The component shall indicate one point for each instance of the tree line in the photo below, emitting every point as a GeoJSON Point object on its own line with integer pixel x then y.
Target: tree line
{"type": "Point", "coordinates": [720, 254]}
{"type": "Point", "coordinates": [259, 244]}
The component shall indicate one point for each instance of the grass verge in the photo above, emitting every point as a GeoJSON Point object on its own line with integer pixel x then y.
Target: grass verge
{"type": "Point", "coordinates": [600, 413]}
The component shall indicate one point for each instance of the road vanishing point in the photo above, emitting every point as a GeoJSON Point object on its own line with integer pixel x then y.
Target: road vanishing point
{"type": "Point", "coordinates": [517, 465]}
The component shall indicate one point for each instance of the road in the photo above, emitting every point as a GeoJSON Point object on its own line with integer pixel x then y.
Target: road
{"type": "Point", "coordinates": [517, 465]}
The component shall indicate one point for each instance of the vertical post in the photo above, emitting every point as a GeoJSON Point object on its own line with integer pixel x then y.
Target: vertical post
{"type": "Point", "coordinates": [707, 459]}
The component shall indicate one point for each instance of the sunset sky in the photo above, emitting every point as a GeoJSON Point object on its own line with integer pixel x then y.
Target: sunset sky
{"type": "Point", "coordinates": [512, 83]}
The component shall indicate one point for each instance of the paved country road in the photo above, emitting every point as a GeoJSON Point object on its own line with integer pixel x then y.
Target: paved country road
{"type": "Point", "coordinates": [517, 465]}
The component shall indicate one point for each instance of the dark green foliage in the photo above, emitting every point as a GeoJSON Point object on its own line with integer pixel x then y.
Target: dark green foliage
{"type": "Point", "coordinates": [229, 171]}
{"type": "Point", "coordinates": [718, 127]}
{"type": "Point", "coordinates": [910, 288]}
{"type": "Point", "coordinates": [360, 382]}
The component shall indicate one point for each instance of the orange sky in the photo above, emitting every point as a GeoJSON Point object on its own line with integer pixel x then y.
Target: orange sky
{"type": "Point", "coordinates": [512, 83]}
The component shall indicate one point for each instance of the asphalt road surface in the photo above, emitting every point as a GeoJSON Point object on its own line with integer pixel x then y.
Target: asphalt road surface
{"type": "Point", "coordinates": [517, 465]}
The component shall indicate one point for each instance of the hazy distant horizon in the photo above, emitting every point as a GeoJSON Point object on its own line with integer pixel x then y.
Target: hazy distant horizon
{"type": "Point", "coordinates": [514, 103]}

:::

*WHAT YOU NEED TO DO*. Copy out all of the lines above exactly.

*SOLUTION*.
The component shall indicate one point for each instance of the tree line in the photo below, emitting every point as a GeoJSON Point object on its own line with integer pixel x then y.
Target: tree line
{"type": "Point", "coordinates": [720, 254]}
{"type": "Point", "coordinates": [259, 244]}
The component shall indicate one point for each instance of the grass verge in the photo above, emitting every point as a GeoJSON Point object on its own line with integer pixel x then y.
Target: grass verge
{"type": "Point", "coordinates": [600, 413]}
The component shall indicate one point for each instance of the road vanishing point in the photo above, emitting every point as a GeoJSON Point object on its own line with integer pixel x then y.
Target: road vanishing point
{"type": "Point", "coordinates": [517, 465]}
The component shall indicate one point for each instance of the road in the photo above, emitting every point as a GeoJSON Point object on its own line with integer pixel x then y.
Target: road
{"type": "Point", "coordinates": [517, 465]}
The component shall indicate one point for each instance of the vertical post in the photo above, emitting every point as a GeoJSON Point object on its own line with integer pixel x then y.
Target: vertical post
{"type": "Point", "coordinates": [707, 459]}
The component shall indicate one point for each instance of the sunset sky in the photo above, emitting every point as a GeoJSON Point object on its own line with integer pixel x then y.
Target: sunset sky
{"type": "Point", "coordinates": [512, 83]}
The component shall indicate one point for each instance of the paved country road in the photo above, emitting every point as a GeoJSON Point object on its own line with integer pixel x then y.
Target: paved country road
{"type": "Point", "coordinates": [517, 465]}
The component shall indicate one point for each instance of the dark green foliage in the photo above, emitting every point as a GeoJSON Point object on its own line with integer pixel x then y.
Target: dark green foliage
{"type": "Point", "coordinates": [229, 171]}
{"type": "Point", "coordinates": [718, 127]}
{"type": "Point", "coordinates": [910, 288]}
{"type": "Point", "coordinates": [360, 382]}
The component shall indicate one point for each instance of the orange sky in the photo above, emitting every point as a GeoJSON Point object on its own line with integer pixel x then y.
Target: orange sky
{"type": "Point", "coordinates": [512, 83]}
The component shall indicate one point for each instance of the asphalt road surface in the photo above, emitting every point as a GeoJSON Point object on its own line with integer pixel x then y.
Target: asphalt road surface
{"type": "Point", "coordinates": [517, 465]}
The component shall indicate one point for each instance of the hazy distant horizon in the photo above, emitting every point as a GeoJSON Point object on its own line with integer pixel x then y.
Target: hazy distant horizon
{"type": "Point", "coordinates": [514, 103]}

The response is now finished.